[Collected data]

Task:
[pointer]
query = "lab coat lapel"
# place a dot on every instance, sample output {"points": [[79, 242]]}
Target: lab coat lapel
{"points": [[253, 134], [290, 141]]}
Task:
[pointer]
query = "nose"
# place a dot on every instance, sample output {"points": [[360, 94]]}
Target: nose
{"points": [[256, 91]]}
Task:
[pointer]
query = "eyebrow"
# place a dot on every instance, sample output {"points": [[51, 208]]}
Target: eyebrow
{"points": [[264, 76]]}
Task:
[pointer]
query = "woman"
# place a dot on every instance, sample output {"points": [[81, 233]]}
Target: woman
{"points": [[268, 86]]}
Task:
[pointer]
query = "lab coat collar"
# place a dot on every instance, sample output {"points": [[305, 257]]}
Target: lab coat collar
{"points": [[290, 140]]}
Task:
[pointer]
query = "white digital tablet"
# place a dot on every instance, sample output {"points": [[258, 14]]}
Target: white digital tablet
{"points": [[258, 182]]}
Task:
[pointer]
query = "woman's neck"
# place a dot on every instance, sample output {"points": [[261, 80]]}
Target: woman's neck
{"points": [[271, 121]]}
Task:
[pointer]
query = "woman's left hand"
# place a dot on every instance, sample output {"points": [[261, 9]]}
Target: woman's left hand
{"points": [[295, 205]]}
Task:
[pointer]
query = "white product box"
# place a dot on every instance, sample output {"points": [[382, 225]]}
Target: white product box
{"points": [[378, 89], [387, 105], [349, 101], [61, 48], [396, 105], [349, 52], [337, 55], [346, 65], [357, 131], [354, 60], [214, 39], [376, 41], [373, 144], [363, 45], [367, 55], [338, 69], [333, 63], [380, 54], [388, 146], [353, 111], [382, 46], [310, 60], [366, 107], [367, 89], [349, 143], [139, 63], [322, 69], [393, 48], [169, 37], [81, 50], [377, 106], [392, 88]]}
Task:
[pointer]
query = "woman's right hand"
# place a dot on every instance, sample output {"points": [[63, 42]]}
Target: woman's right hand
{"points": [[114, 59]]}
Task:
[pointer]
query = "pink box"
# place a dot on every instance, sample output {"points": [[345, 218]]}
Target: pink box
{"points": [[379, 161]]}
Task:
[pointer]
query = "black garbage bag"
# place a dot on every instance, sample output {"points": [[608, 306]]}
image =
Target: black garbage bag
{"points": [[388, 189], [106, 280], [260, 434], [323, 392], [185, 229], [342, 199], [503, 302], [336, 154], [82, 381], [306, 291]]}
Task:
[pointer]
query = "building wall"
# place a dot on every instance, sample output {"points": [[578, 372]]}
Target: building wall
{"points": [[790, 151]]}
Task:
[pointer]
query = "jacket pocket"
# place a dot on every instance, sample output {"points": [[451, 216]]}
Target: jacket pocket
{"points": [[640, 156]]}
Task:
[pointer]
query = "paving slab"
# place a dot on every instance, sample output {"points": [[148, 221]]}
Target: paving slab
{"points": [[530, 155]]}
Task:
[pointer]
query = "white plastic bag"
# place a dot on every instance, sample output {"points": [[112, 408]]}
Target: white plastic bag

* _The problem_
List every line above that contains the word "product".

* _Exercise solution_
query = "white product box"
Target: white product box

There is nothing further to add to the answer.